To be sure, he will be remembered as one of Israel's
great field commanders, the wily, bulldozing general
who cracked the Egyptian bastion at Um Katef-Abu
Awgeila in 1967 and led the crossing of the Suez
Canal in 1973, turning the tables in the Yom Kippur
War. With greater ambiguity, he will go down as
the defense minister who orchestrated the 1982 invasion
of Lebanon that, paradoxically, set Yasir Arafat
on the road to Oslo and (however insincerely) peace
with Israel.
Mr. Sharon will also be known as the chief architect
of the Likud Party's settlement drive in the occupied
territories. His defeat, as prime minister, of the
second Palestinian intifada will doubtless be carefully
studied, once the hysteria and hype die down, as
a model of a relatively clean, successful counterinsurgency.
But that is for the future. Meanwhile, Mr. Sharon's
stroke has plunged Israel and the region into deep
confusion.

Listed entries:
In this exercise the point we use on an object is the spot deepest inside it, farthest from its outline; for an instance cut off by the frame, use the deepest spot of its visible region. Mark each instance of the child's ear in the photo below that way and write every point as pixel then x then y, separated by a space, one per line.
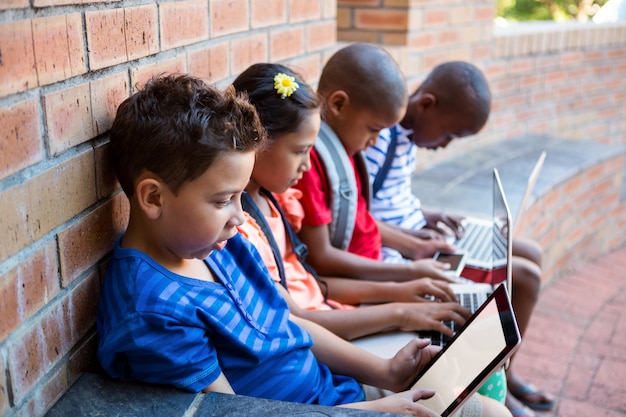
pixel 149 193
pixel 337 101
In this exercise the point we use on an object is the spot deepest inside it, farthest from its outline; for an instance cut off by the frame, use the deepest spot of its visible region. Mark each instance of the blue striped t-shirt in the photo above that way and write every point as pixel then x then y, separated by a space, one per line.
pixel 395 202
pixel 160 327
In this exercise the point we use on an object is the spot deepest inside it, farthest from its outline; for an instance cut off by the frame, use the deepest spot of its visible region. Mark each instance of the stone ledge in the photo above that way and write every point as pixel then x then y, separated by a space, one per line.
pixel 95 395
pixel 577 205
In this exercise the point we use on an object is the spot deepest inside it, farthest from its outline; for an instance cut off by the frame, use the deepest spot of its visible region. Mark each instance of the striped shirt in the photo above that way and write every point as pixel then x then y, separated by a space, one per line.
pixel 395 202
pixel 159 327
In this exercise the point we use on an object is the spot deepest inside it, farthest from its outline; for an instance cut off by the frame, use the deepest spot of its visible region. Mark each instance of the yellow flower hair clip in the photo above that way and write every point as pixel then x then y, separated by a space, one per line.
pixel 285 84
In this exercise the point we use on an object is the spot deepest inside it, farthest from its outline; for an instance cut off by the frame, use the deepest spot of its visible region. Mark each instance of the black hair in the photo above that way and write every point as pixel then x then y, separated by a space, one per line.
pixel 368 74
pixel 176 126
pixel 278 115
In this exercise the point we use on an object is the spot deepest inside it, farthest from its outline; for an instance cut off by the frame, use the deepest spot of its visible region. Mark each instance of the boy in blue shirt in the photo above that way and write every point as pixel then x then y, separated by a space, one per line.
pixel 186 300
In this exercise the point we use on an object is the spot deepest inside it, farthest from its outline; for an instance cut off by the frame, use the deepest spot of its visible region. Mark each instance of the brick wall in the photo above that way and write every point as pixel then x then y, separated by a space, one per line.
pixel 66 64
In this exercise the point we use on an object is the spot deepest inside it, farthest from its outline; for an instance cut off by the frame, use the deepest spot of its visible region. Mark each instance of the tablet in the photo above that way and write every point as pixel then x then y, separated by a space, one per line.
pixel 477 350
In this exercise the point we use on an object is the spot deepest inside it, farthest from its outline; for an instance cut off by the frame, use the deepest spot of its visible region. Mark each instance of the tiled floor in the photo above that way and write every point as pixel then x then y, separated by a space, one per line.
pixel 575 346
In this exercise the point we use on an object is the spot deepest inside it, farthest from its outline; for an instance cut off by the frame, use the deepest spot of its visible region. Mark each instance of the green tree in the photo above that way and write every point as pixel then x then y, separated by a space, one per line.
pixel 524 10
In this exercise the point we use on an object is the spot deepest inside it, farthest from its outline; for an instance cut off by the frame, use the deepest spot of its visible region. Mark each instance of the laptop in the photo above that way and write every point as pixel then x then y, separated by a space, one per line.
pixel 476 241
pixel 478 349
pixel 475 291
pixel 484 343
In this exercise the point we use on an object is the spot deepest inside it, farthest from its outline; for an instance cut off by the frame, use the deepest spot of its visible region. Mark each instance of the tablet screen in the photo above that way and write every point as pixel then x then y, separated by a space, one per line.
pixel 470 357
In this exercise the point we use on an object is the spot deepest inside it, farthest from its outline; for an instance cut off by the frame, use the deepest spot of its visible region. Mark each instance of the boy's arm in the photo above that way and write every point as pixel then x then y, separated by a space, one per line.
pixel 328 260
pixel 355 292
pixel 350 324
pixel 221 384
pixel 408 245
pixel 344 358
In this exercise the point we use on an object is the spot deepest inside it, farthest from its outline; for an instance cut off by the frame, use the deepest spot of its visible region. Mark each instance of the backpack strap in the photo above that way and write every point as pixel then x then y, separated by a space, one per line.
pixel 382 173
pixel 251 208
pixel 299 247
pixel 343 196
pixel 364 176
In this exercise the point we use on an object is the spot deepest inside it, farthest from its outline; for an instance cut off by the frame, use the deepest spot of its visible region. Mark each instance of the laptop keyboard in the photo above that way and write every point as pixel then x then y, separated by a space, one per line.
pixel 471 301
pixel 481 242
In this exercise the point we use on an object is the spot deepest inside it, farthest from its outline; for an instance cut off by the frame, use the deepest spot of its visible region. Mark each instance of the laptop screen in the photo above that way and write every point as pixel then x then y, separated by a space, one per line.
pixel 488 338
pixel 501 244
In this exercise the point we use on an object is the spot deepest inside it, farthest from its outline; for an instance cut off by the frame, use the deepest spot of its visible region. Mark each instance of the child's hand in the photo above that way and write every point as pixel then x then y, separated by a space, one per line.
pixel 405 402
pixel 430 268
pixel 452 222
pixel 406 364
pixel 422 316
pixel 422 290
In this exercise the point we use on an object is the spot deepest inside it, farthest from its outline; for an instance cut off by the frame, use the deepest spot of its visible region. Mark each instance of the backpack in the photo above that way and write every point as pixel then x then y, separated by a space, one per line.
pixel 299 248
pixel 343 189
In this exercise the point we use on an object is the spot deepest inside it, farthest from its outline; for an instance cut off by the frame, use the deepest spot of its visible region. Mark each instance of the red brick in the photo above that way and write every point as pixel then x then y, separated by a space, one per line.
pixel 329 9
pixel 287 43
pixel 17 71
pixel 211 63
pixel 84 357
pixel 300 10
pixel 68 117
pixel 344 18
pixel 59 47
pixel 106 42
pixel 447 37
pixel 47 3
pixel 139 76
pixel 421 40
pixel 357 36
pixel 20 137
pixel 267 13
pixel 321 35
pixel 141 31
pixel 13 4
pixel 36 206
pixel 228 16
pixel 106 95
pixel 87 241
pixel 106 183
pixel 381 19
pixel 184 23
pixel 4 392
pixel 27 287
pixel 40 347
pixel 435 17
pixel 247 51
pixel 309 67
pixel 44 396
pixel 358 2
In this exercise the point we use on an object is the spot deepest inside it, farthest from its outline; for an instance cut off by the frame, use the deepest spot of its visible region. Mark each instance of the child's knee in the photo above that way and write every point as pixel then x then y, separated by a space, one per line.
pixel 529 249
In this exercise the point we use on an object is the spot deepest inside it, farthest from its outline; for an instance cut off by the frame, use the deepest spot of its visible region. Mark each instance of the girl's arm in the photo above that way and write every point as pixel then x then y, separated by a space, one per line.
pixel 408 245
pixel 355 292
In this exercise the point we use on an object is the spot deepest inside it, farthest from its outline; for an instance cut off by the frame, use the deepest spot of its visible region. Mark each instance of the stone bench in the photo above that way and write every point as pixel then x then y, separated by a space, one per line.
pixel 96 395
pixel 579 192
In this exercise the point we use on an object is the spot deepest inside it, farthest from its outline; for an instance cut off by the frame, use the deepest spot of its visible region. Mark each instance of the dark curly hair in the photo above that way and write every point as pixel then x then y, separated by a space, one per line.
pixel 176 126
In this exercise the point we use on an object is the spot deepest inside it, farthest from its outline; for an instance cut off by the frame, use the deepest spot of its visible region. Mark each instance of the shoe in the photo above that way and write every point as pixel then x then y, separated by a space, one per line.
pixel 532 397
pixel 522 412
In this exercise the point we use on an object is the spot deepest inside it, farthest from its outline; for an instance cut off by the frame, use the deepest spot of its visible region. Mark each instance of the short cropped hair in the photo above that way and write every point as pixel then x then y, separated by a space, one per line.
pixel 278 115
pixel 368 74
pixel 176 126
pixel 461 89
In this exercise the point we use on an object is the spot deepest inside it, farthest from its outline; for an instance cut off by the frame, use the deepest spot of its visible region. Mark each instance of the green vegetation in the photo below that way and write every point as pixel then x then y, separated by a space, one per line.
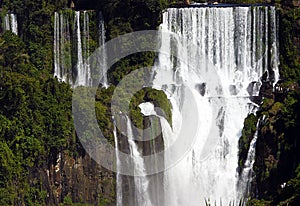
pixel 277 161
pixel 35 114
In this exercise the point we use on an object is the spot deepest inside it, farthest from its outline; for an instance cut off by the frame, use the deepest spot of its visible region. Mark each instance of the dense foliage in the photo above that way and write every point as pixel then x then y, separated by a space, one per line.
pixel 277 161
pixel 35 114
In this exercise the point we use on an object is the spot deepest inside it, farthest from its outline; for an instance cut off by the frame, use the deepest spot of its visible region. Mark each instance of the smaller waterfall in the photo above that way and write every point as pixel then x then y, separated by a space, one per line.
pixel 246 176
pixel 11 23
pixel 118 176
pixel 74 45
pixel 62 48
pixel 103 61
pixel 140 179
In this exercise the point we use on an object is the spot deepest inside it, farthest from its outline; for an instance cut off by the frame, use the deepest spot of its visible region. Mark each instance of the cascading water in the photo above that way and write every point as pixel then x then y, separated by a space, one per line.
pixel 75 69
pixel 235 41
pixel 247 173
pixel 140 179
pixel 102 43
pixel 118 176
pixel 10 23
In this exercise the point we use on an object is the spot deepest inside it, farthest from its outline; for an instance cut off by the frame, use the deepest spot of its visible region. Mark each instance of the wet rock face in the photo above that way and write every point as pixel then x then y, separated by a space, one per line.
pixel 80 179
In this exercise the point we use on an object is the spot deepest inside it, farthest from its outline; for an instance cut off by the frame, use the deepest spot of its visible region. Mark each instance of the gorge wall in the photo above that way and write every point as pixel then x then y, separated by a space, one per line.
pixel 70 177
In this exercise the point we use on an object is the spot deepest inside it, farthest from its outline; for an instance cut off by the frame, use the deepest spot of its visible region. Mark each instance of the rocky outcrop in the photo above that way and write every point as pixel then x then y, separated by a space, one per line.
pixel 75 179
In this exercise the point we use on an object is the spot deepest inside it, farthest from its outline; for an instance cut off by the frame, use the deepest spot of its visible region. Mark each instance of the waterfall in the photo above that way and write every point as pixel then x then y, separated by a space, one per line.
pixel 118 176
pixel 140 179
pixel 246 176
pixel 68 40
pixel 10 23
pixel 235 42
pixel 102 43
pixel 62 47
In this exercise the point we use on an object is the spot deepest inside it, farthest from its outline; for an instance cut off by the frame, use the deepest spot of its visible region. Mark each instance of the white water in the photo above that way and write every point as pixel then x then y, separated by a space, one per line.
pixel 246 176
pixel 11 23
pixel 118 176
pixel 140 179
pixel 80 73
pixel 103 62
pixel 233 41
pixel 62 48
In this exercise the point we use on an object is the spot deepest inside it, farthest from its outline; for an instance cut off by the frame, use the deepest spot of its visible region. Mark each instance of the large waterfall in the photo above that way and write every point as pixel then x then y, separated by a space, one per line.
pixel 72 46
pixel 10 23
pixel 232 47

Exercise requirements:
A) Summarize the passage about Mr. Sharon in two sentences.
B) Output the part of the passage about Mr. Sharon that opens with the words containing "To be sure, he" and closes with "with Israel.".

Results for each task:
A) Mr. Sharon will be remembered as one of Israel's great field commanders, who cracked the Egyptian bastion at Um Katef-Abu Awgeila in 1967 and led the Suez Canal crossing in 1973. With greater ambiguity, he will be remembered as the defense minister who orchestrated the 1982 invasion of Lebanon, and he will also be known for the Likud Party's settlement drive and for defeating the second Palestinian intifada as prime minister, though his stroke has meanwhile plunged Israel and the region into deep confusion.

B)
To be sure, he will be remembered as one of Israel's
great field commanders, the wily, bulldozing general
who cracked the Egyptian bastion at Um Katef-Abu
Awgeila in 1967 and led the crossing of the Suez
Canal in 1973, turning the tables in the Yom Kippur
War. With greater ambiguity, he will go down as
the defense minister who orchestrated the 1982 invasion
of Lebanon that, paradoxically, set Yasir Arafat
on the road to Oslo and (however insincerely) peace
with Israel.